**Prompt**
Report every line in the rows below that contains the word "wall", copying each such line in full.

**Items listed in a dataset**
※ ※ ※
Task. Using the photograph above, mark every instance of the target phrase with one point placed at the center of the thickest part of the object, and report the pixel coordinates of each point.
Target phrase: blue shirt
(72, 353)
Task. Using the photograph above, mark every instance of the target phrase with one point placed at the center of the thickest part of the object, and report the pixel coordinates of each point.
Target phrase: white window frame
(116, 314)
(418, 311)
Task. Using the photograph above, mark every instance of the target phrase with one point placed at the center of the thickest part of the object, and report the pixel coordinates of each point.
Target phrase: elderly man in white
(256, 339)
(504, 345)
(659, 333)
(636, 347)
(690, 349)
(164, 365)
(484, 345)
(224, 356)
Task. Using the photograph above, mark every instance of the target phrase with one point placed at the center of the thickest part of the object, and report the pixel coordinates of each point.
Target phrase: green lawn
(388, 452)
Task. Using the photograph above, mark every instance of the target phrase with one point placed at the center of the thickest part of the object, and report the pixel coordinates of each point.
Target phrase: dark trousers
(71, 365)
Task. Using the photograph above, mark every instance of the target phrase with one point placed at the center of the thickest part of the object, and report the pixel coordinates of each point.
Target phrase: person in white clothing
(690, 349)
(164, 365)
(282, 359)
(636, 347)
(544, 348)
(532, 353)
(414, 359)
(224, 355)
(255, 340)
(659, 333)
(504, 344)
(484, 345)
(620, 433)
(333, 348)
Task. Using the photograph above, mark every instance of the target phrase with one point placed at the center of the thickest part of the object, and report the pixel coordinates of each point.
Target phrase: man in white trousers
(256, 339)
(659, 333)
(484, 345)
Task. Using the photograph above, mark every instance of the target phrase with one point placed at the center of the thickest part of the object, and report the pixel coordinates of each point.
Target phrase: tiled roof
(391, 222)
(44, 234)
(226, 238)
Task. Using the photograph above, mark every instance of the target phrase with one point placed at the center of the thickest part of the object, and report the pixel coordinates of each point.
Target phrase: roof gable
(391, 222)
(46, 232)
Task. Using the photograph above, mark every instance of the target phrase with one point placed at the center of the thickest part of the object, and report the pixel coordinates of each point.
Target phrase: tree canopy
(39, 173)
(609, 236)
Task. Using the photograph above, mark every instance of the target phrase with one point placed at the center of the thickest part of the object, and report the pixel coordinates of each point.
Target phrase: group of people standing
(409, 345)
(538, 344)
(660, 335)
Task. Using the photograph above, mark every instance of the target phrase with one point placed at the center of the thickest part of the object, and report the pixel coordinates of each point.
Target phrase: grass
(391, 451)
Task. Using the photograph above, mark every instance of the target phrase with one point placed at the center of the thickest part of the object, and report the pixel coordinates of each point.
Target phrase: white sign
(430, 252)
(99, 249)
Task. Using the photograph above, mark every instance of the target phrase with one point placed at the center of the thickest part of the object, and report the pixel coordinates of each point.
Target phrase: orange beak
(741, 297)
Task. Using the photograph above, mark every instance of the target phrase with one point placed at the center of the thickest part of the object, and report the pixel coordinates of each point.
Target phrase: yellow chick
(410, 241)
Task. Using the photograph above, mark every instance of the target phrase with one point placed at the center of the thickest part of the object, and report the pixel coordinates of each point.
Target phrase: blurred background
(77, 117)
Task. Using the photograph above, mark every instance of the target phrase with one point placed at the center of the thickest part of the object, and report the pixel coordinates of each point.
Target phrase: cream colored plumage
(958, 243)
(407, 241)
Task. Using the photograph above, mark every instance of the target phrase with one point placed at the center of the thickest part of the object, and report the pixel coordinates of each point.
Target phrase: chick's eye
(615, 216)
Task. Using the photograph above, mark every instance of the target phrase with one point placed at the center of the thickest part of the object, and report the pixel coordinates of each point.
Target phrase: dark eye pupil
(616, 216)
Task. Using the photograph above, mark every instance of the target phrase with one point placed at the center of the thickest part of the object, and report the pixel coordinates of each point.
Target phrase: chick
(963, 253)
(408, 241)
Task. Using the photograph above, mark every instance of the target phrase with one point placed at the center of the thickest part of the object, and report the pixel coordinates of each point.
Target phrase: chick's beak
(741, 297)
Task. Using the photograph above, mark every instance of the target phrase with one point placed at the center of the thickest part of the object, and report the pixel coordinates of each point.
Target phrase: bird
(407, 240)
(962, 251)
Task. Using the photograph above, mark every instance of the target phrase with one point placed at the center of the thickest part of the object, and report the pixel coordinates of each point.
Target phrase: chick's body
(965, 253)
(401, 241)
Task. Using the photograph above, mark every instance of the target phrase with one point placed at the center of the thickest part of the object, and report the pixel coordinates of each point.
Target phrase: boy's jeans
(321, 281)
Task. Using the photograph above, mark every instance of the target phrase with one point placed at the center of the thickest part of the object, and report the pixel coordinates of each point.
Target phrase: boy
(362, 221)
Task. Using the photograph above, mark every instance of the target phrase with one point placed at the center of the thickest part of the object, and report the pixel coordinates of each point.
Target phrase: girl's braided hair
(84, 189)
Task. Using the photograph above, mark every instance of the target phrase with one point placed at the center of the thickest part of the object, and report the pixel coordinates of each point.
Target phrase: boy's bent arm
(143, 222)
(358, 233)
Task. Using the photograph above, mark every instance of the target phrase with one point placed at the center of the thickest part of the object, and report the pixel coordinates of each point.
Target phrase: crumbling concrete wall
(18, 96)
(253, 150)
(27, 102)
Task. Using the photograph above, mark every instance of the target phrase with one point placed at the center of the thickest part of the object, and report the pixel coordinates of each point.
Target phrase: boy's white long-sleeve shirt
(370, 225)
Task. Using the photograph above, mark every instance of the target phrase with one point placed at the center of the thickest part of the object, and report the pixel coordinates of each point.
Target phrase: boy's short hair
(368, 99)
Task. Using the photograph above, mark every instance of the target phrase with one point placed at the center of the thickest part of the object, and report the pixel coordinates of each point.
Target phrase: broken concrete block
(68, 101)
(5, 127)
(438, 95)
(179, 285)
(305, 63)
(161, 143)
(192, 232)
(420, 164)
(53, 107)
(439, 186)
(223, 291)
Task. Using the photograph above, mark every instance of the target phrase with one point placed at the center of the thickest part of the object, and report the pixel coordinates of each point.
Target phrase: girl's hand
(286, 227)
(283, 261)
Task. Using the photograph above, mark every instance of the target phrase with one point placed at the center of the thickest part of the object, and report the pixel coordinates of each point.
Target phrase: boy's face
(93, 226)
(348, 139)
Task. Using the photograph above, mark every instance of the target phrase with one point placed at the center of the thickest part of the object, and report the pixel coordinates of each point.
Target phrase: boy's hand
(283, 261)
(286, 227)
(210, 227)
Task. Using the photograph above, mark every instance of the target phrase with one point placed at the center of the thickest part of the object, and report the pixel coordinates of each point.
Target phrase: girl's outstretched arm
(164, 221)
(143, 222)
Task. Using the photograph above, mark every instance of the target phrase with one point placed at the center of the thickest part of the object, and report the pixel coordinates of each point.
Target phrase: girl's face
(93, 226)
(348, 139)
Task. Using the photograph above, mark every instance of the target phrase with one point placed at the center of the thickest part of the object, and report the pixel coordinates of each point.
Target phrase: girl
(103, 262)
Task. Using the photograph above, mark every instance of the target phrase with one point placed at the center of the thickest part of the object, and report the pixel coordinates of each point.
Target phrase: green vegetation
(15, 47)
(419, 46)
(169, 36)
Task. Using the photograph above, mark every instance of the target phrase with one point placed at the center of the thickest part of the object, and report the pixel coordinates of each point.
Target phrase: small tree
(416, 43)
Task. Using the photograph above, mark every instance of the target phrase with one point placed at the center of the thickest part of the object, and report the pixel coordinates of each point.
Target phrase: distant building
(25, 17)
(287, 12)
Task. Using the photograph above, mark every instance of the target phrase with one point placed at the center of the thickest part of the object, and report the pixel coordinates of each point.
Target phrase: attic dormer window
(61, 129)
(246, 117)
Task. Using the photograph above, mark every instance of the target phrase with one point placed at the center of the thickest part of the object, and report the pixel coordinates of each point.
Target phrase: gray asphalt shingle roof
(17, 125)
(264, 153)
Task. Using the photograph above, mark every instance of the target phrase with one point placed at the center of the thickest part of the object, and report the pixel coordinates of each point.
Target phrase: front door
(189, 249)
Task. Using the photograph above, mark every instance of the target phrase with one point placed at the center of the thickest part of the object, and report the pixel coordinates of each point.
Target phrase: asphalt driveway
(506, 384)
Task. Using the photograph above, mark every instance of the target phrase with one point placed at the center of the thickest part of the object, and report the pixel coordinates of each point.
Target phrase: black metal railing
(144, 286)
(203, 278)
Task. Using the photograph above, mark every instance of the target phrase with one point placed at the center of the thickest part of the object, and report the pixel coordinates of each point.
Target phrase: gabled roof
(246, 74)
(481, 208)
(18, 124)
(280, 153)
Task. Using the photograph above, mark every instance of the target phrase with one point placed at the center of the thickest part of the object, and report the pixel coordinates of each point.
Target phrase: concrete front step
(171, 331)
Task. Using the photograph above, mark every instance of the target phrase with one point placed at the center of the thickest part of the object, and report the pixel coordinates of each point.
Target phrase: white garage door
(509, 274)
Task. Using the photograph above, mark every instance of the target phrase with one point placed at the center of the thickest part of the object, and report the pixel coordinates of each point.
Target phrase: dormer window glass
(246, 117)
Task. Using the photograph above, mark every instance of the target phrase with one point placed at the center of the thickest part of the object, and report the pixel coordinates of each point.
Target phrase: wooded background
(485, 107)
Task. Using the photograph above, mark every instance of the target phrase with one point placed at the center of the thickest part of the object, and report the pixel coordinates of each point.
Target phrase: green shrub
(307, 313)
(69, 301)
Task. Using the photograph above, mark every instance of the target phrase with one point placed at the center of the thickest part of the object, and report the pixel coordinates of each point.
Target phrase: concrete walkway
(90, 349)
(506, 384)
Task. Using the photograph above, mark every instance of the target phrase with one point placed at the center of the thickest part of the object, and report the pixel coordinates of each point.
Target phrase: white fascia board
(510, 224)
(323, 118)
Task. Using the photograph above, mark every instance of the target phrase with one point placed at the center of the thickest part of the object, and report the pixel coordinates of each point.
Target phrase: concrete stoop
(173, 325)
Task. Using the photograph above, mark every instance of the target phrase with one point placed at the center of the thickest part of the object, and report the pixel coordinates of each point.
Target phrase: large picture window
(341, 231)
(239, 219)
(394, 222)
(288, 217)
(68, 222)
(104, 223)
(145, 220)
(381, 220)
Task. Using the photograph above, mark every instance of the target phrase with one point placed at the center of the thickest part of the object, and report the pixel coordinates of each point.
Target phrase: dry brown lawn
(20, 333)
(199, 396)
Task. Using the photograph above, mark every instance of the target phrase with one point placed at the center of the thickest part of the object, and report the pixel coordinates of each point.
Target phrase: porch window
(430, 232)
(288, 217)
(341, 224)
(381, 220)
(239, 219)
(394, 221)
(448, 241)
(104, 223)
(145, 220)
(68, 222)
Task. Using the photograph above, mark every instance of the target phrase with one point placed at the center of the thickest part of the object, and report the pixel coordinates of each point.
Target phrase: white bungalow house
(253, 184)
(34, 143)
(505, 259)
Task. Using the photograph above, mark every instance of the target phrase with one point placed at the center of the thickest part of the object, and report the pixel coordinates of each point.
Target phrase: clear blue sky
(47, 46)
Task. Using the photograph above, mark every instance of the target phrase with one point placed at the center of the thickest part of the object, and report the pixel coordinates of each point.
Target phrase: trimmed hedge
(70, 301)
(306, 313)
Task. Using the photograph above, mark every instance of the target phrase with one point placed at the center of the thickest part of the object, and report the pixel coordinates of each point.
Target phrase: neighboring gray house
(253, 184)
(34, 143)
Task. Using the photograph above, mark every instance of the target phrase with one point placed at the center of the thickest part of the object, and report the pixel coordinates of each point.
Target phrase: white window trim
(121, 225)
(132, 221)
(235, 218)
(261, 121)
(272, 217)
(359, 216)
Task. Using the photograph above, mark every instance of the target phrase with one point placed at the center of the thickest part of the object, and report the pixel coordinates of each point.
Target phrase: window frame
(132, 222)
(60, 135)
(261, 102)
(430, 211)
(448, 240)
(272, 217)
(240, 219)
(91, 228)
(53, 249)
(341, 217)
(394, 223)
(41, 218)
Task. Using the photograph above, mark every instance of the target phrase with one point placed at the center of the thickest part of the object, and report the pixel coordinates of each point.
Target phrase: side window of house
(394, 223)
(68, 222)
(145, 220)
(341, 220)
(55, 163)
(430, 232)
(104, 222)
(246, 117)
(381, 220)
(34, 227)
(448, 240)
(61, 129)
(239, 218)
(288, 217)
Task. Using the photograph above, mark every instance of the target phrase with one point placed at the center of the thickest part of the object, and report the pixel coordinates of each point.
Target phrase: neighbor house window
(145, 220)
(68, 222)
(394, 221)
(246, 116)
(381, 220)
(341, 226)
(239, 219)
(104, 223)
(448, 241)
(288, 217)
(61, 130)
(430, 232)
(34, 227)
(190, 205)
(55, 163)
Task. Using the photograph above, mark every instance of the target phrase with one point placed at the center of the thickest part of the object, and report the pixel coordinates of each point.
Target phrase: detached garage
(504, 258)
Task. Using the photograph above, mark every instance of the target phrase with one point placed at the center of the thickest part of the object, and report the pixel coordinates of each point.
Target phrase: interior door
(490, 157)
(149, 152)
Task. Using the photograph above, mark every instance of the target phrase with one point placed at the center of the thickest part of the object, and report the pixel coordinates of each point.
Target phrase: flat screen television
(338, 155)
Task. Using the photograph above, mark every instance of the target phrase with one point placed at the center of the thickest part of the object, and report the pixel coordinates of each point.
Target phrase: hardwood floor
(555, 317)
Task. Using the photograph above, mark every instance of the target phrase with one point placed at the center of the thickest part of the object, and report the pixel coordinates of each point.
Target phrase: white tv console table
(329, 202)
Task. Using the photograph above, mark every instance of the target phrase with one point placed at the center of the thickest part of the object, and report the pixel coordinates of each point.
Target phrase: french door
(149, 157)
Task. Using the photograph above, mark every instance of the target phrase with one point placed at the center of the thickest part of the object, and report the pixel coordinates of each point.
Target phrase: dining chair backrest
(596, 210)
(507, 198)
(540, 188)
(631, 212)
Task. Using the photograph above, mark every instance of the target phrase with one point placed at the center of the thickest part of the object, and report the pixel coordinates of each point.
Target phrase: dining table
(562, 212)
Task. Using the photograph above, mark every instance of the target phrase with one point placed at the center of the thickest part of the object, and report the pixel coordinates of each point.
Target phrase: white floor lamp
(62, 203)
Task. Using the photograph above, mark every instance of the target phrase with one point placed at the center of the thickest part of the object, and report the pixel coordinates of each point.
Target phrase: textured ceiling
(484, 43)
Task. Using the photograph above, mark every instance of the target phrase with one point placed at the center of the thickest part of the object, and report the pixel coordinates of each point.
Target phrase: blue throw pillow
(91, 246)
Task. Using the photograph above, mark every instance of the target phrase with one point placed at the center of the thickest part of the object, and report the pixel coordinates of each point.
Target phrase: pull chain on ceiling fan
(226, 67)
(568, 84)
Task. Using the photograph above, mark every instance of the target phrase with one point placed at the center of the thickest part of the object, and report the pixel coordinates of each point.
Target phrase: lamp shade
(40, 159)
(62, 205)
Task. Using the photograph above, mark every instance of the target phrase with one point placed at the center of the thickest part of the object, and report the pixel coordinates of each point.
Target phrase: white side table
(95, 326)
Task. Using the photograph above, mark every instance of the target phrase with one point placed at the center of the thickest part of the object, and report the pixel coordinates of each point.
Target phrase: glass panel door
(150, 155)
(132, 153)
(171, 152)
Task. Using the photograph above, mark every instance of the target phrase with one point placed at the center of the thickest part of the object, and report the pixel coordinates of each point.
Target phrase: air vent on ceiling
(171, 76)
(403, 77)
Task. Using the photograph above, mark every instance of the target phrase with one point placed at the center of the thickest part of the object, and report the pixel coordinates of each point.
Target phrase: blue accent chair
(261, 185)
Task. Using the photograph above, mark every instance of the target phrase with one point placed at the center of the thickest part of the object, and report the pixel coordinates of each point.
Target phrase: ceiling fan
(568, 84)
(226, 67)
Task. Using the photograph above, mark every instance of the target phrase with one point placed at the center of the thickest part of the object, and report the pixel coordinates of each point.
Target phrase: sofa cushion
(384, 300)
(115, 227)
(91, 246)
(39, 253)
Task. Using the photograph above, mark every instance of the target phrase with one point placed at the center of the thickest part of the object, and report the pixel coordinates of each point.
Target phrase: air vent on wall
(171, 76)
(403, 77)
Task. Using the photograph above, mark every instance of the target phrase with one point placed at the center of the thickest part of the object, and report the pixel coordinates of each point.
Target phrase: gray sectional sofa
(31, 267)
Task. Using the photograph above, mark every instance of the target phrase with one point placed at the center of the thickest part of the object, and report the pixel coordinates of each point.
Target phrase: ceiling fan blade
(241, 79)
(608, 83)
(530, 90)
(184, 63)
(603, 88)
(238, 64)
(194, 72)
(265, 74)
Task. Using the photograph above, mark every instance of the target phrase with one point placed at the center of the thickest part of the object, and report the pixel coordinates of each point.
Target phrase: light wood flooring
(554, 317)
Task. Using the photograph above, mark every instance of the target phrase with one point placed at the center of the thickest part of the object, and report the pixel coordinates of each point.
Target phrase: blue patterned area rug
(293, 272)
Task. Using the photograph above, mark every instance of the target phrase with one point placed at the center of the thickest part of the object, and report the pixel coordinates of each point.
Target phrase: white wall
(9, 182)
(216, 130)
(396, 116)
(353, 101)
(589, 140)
※ ※ ※
**Exercise solution**
Target phrase: crumbling concrete wall
Target phrase: air vent on wall
Target phrase: white wall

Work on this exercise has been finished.